Position identification items:
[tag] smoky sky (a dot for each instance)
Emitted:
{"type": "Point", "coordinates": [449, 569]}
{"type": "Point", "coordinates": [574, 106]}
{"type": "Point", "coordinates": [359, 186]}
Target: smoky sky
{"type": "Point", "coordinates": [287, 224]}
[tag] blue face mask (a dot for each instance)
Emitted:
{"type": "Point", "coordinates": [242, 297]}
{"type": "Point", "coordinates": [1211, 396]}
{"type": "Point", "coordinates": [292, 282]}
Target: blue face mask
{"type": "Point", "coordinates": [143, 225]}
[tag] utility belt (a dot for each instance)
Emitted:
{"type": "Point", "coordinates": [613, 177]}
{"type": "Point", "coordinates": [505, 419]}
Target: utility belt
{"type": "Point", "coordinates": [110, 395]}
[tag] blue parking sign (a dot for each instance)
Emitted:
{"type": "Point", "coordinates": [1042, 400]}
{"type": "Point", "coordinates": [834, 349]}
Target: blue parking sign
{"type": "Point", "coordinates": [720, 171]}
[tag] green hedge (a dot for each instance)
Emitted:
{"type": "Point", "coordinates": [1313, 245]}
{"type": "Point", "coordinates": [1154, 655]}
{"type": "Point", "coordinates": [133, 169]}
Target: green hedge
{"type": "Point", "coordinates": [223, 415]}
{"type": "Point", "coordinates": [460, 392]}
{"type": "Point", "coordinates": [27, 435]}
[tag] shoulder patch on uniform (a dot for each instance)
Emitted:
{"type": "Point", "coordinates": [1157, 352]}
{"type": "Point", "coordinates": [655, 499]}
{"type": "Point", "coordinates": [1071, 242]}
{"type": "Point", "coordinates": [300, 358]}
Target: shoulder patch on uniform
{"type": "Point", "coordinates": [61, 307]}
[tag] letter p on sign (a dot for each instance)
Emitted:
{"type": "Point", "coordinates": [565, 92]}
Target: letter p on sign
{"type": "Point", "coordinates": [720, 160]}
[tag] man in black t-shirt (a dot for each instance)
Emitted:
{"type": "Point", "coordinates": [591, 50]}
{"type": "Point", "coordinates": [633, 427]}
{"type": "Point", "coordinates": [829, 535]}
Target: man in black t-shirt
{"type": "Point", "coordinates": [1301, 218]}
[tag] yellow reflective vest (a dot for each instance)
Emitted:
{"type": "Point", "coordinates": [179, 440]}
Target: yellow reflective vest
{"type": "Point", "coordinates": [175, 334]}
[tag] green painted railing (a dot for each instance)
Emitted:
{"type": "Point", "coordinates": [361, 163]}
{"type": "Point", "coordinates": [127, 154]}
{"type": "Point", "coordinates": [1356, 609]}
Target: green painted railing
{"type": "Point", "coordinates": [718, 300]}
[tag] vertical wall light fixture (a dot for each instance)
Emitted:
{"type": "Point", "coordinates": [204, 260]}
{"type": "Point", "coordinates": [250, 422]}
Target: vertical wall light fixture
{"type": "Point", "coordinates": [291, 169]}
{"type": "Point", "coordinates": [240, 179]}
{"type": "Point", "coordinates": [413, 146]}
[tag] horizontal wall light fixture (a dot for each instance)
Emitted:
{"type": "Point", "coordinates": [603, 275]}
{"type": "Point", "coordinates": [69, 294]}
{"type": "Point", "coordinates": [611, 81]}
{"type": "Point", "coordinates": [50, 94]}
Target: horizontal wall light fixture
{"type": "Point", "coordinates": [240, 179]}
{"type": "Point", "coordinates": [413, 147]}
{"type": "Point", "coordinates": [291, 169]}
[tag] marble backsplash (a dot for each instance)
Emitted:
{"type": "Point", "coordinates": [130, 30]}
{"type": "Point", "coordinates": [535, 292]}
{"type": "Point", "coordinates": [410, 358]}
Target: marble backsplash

» **Aim**: Reproduce every item above word for word, with no changes.

» **Result for this exercise**:
[tag] smoky sky (a dot for each instance)
Emitted:
{"type": "Point", "coordinates": [449, 569]}
{"type": "Point", "coordinates": [574, 106]}
{"type": "Point", "coordinates": [359, 186]}
Target: smoky sky
{"type": "Point", "coordinates": [287, 224]}
[tag] blue face mask (a dot for each instance)
Emitted:
{"type": "Point", "coordinates": [242, 297]}
{"type": "Point", "coordinates": [1211, 396]}
{"type": "Point", "coordinates": [292, 282]}
Target: blue face mask
{"type": "Point", "coordinates": [143, 225]}
[tag] utility belt (a dot for each instance)
Emitted:
{"type": "Point", "coordinates": [613, 177]}
{"type": "Point", "coordinates": [505, 419]}
Target: utility belt
{"type": "Point", "coordinates": [110, 395]}
[tag] blue parking sign (a dot for each instance)
Emitted:
{"type": "Point", "coordinates": [1042, 400]}
{"type": "Point", "coordinates": [834, 349]}
Target: blue parking sign
{"type": "Point", "coordinates": [720, 171]}
[tag] green hedge (a dot for each instance)
Emitted:
{"type": "Point", "coordinates": [1313, 245]}
{"type": "Point", "coordinates": [1154, 655]}
{"type": "Point", "coordinates": [133, 169]}
Target: green hedge
{"type": "Point", "coordinates": [223, 415]}
{"type": "Point", "coordinates": [460, 392]}
{"type": "Point", "coordinates": [27, 435]}
[tag] shoulder patch on uniform (a dot for each instance)
Emitted:
{"type": "Point", "coordinates": [1157, 352]}
{"type": "Point", "coordinates": [655, 499]}
{"type": "Point", "coordinates": [1071, 242]}
{"type": "Point", "coordinates": [300, 358]}
Target: shoulder patch on uniform
{"type": "Point", "coordinates": [61, 307]}
[tag] letter p on sign (a dot for each instance)
Emitted:
{"type": "Point", "coordinates": [565, 92]}
Target: letter p on sign
{"type": "Point", "coordinates": [720, 160]}
[tag] man in black t-shirt (a dot for each instance)
Emitted:
{"type": "Point", "coordinates": [591, 50]}
{"type": "Point", "coordinates": [633, 427]}
{"type": "Point", "coordinates": [829, 535]}
Target: man in black t-shirt
{"type": "Point", "coordinates": [1301, 218]}
[tag] yellow reflective vest (a dot for each instance)
Emitted:
{"type": "Point", "coordinates": [179, 440]}
Target: yellow reflective vest
{"type": "Point", "coordinates": [175, 334]}
[tag] green painted railing (a dot for each instance)
Emitted:
{"type": "Point", "coordinates": [361, 163]}
{"type": "Point", "coordinates": [127, 154]}
{"type": "Point", "coordinates": [1356, 609]}
Target: green painted railing
{"type": "Point", "coordinates": [718, 300]}
[tag] vertical wall light fixture (a dot for each instance)
Emitted:
{"type": "Point", "coordinates": [204, 260]}
{"type": "Point", "coordinates": [250, 422]}
Target: vertical wall light fixture
{"type": "Point", "coordinates": [291, 169]}
{"type": "Point", "coordinates": [240, 179]}
{"type": "Point", "coordinates": [413, 146]}
[tag] horizontal wall light fixture (a dot for each instance)
Emitted:
{"type": "Point", "coordinates": [603, 275]}
{"type": "Point", "coordinates": [69, 294]}
{"type": "Point", "coordinates": [611, 81]}
{"type": "Point", "coordinates": [50, 94]}
Target: horizontal wall light fixture
{"type": "Point", "coordinates": [240, 179]}
{"type": "Point", "coordinates": [413, 147]}
{"type": "Point", "coordinates": [291, 169]}
[tag] marble backsplash (a dot for each instance)
Emitted:
{"type": "Point", "coordinates": [130, 30]}
{"type": "Point", "coordinates": [535, 292]}
{"type": "Point", "coordinates": [410, 358]}
Target: marble backsplash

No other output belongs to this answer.